- _WORK TO COMPLETE_: Everything in the entries is to be written out exactly, except for the pictures.

[INFORMATION SUPPLIED]

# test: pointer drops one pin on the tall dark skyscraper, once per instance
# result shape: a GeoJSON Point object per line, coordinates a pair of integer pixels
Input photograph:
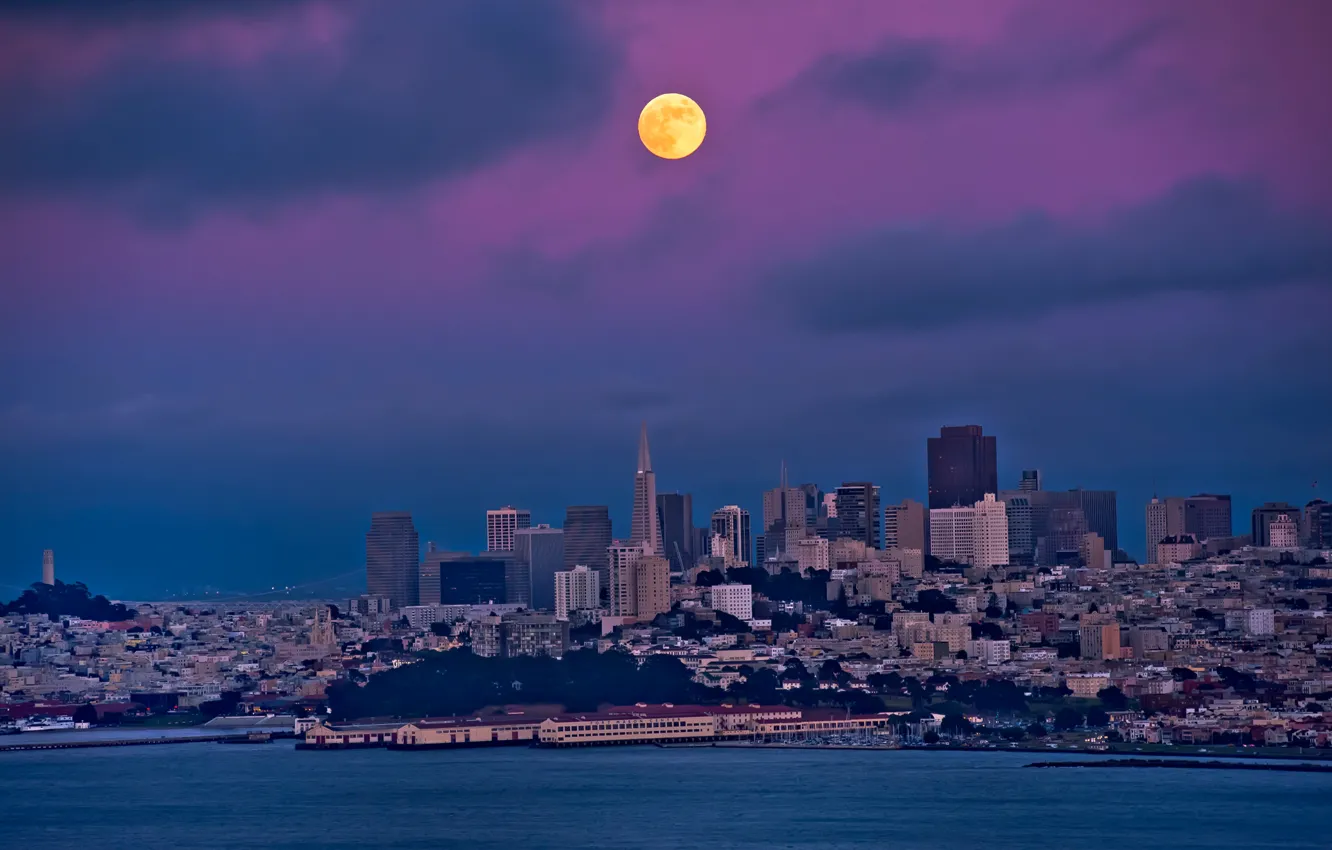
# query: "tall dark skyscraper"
{"type": "Point", "coordinates": [393, 558]}
{"type": "Point", "coordinates": [962, 466]}
{"type": "Point", "coordinates": [541, 552]}
{"type": "Point", "coordinates": [858, 516]}
{"type": "Point", "coordinates": [588, 537]}
{"type": "Point", "coordinates": [675, 517]}
{"type": "Point", "coordinates": [1208, 516]}
{"type": "Point", "coordinates": [644, 528]}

[/INFORMATION SUPPLIED]

- _EXERCISE RESULT_:
# test: pointer drops one pin on the tall dark skyscraper, once per instance
# result shape: a GeoJSON Point object per line, coordinates a pair of integer pixels
Input photograph:
# query: "tall dark skyscraper"
{"type": "Point", "coordinates": [393, 558]}
{"type": "Point", "coordinates": [962, 466]}
{"type": "Point", "coordinates": [541, 552]}
{"type": "Point", "coordinates": [858, 516]}
{"type": "Point", "coordinates": [588, 537]}
{"type": "Point", "coordinates": [675, 517]}
{"type": "Point", "coordinates": [1208, 516]}
{"type": "Point", "coordinates": [644, 528]}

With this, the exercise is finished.